--- Ausgangstext ---
Nach dem Zugunglück in Süditalien vom Dienstag mit mindestens 27 Toten ist die Suche nach Schuldigen im vollen Gang. Die Staatsanwaltschaft in der Stadt Trani ermittelt wegen mehrfacher fahrlässiger Tötung gegen unbekannt.
Der italienische Regierungschef Matteo Renzi versprach am Abend bei einem Besuch am Unglücksort eine vollständige Aufklärung. Verkehrsminister Graziano Delrio werde dem Parlament schon am Mittwoch über das Zugunglück berichten. Präsident Sergio Mattarella sprach in einer ersten Reaktion von einer «unannehmbaren Katastrophe» und forderte eine rasche Aufklärung der Unglücksursache.
Zwei Züge waren mit hoher Geschwindigkeit auf eingleisiger Strecke nördlich von Bari zusammengeprallt. Etwa 50 Menschen wurden nach Medienangaben verletzt, darunter auch Kinder. Informationen über Schweizer Opfer liegen dem Eidgenössischen Departement für auswärtige Angelegenheiten nach dessen Angaben nicht vor. Abklärungen seien noch im Gang.
Ermittelt wird in Italien, ob es sich um menschliches Versagen handelt. Aber auch ein technisches Problem wird nicht ausgeschlossen. Aufschluss soll die Blackbox der Züge geben.

--- Aufgaben ---
a. Schreiben Sie aus dem Text über das Zugunglück den Abschnitt von „Nach dem Zugunglück“ bis „Aufklärung der Unglücksursache.“ wortgetreu ab.
b. In welcher Stadt ermittelt laut dem Text über das Zugunglück die Staatsanwaltschaft?

--- Datenübersicht ---
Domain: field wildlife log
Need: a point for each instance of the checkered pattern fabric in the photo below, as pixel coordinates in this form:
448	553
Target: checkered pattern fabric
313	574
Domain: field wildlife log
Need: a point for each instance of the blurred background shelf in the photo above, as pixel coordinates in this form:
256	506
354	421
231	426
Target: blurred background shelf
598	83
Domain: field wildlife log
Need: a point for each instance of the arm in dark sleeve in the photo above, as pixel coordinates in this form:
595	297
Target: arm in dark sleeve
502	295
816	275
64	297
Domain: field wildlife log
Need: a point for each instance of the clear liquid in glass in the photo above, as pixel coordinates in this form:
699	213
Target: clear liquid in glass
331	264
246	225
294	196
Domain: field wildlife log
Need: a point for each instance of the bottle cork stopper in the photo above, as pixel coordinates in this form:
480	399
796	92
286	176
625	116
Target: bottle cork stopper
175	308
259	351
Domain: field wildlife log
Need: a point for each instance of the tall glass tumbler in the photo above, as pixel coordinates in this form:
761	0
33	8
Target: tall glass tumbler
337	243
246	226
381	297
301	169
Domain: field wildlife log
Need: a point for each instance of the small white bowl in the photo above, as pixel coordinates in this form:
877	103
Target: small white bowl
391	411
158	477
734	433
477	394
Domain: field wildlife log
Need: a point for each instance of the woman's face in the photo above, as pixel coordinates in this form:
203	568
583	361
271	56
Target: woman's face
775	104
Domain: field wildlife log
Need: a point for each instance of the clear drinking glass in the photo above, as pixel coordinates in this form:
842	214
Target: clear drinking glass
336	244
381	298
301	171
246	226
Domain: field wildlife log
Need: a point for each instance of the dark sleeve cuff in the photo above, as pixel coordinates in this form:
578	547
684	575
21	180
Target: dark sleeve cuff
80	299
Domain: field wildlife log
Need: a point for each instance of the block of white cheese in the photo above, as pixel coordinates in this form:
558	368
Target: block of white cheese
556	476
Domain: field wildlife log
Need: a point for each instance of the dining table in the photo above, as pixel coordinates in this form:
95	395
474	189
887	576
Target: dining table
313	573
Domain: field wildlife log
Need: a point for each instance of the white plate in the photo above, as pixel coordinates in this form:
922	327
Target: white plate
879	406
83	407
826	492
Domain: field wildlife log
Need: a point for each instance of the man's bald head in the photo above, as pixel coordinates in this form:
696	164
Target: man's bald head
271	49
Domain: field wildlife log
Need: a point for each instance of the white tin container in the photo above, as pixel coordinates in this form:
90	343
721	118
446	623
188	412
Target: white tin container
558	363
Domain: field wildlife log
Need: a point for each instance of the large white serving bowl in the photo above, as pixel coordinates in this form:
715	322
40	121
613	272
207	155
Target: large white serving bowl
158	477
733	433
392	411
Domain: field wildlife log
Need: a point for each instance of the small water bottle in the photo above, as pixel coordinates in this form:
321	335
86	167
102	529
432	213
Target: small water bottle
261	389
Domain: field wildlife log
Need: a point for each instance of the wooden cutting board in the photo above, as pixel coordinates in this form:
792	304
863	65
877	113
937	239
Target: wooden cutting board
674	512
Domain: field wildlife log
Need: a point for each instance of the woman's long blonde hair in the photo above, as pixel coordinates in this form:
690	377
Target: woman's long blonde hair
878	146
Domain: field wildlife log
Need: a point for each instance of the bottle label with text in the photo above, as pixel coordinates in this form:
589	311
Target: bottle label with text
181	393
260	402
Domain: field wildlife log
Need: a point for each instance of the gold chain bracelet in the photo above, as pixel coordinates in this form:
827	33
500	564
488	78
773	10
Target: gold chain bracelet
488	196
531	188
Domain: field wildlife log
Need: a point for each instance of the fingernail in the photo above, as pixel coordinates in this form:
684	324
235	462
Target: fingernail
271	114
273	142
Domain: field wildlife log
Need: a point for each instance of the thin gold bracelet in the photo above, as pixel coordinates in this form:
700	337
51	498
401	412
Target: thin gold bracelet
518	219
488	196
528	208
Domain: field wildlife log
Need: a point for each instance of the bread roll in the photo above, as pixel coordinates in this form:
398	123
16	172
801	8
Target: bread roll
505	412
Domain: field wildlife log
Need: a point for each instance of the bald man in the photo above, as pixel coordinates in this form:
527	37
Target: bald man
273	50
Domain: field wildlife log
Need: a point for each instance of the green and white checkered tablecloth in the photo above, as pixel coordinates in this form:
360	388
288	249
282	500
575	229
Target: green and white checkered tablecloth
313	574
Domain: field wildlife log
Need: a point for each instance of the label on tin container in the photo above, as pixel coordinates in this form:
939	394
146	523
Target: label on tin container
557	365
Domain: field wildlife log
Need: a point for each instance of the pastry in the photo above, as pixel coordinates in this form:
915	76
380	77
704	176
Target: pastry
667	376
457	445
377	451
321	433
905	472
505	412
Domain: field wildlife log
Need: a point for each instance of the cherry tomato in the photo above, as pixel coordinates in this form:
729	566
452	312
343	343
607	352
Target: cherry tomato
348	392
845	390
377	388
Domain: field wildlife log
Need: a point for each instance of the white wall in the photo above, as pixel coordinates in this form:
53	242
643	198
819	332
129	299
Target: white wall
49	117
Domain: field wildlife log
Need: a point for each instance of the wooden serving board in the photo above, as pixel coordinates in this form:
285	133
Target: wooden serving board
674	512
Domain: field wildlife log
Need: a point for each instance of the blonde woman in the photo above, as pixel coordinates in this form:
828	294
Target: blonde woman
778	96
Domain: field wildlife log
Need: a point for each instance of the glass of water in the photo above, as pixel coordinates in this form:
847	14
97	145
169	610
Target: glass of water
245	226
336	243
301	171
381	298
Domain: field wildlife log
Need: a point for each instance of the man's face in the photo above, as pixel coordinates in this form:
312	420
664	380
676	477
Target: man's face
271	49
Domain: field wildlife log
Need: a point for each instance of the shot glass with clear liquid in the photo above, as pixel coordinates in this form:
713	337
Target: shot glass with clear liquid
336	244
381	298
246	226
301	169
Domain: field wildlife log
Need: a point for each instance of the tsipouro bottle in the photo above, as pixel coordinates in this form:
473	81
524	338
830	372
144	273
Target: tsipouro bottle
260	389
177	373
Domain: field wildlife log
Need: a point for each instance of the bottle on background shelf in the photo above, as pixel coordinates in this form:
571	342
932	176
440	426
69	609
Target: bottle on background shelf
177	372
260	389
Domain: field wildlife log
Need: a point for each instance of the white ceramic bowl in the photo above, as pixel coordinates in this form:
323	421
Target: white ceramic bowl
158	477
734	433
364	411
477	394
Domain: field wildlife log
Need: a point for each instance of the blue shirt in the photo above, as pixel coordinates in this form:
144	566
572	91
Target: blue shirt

--- Lösungen ---
a.
Nach dem Zugunglück in Süditalien vom Dienstag mit mindestens 27 Toten ist die Suche nach Schuldigen im vollen Gang. Die Staatsanwaltschaft in der Stadt Trani ermittelt wegen mehrfacher fahrlässiger Tötung gegen unbekannt.
Der italienische Regierungschef Matteo Renzi versprach am Abend bei einem Besuch am Unglücksort eine vollständige Aufklärung. Verkehrsminister Graziano Delrio werde dem Parlament schon am Mittwoch über das Zugunglück berichten. Präsident Sergio Mattarella sprach in einer ersten Reaktion von einer «unannehmbaren Katastrophe» und forderte eine rasche Aufklärung der Unglücksursache.

b. In Trani.